> [Excerpt provided]:
For Gotham fans, you don’t pick the good or the evil side. Instead, you pick your poison; and Oswald Cobblepot seems to be the most well-loved poison on the show. That’s why, today, I’ll be delving into what makes him such a fascinating character. In this article, we will discuss and speculate about many popular and controversial aspects, such as character background, motivation, sexuality, alignment and morality, MBTI Personality Typology, and HP House Sorting. Let’s delve in to find out what makes the Penguin tick!
Character Background and Motivations:
Oswald was born into the Kapelput household, an old and once very wealthy family who resided in Eastern Europe until they fell on hard times and immigrated to the US. Oswald is the first in his family to go by the anglicized name, Cobblepot.
Oswald’s childhood is not described as a very happy time in his life. He had no friends and was bullied by other children severely — an experience that would stay with him and shape his motivations in adulthood.
Though not much is known about the majority of his family members, we are shown that he was very close to his mother, Gertrud. An eccentric and conniving woman, she passed many of her negative qualities on to him. In particular, the habit of gathering information about others to use against them for personal gain.
As an adult, Oswald’s experiences with bullying drove him to seek more power for himself. His desire to learn the ways of the Gotham underworld led to him being taken under the wing of Fish Mooney, a sadistic and powerful mobster, who treated him as both a son and a slave. When Oswald eventually betrayed her, Fish beat him, permanently injuring his leg so that he now walks with a limp.
From there, Oswald pretended to work for Maroni in order to learn his secrets, all the while working in secret as an informant for Falcone. Maroni eventually learned of this treachery from Fish Mooney; and now Oswald works for Falcone publicly, running a nightclub previously owned by Fish.
His thinking shaped by the relentless teasing he suffered years ago, Oswald now regards the powerful people around him as bullies. And it is his goal to show them up, and prove it takes brains instead of brawn to make it to the top. Despite his physical weaknesses, and the fact that he is underestimated by everyone around him, Oswald Cobblepot plans to eventually become the most powerful man in Gotham.
Oswald’s possible sexuality is a complex subject. Some say he’s asexual and/or aromantic, as he seems to show absolutely no interest in having any sexual/romantic relationships with anyone.
Others are convinced he must be gay, due to his fixation on Jim Gordon.
From what I’ve watched on-screen, however, as well as what I’ve read in interviews with cast and crew members, I’ve seen nothing to suggest Oswald has any sexual attraction toward Jim. He definitely has a child-like obsession with him. But its innocence more resembles admiration; or, at most, the simple sort of “crushes” young children develop on one another, when they are still too young to even understand what sex is. And every interview that has discussed their relationship confirms it comes from Oswald’s childhood loneliness, his desire for friendship — a privilege he has yet to enjoy with anyone.

> [Problem description]:
Please copy the Penguin article from "For Gotham fans, you" through "anglicized name, Cobblepot.", inclusive, and substitute "Gotham City" for each "Gotham".

> [Data section]:
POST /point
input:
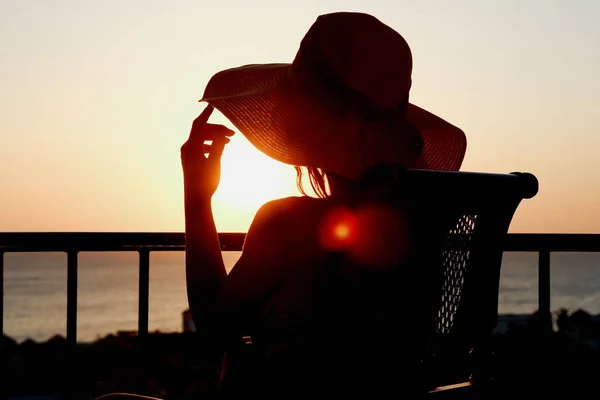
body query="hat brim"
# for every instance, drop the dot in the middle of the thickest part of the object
(285, 123)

> [Correct response]:
For Gotham City fans, you don’t pick the good or the evil side. Instead, you pick your poison; and Oswald Cobblepot seems to be the most well-loved poison on the show. That’s why, today, I’ll be delving into what makes him such a fascinating character. In this article, we will discuss and speculate about many popular and controversial aspects, such as character background, motivation, sexuality, alignment and morality, MBTI Personality Typology, and HP House Sorting. Let’s delve in to find out what makes the Penguin tick!
Character Background and Motivations:
Oswald was born into the Kapelput household, an old and once very wealthy family who resided in Eastern Europe until they fell on hard times and immigrated to the US. Oswald is the first in his family to go by the anglicized name, Cobblepot.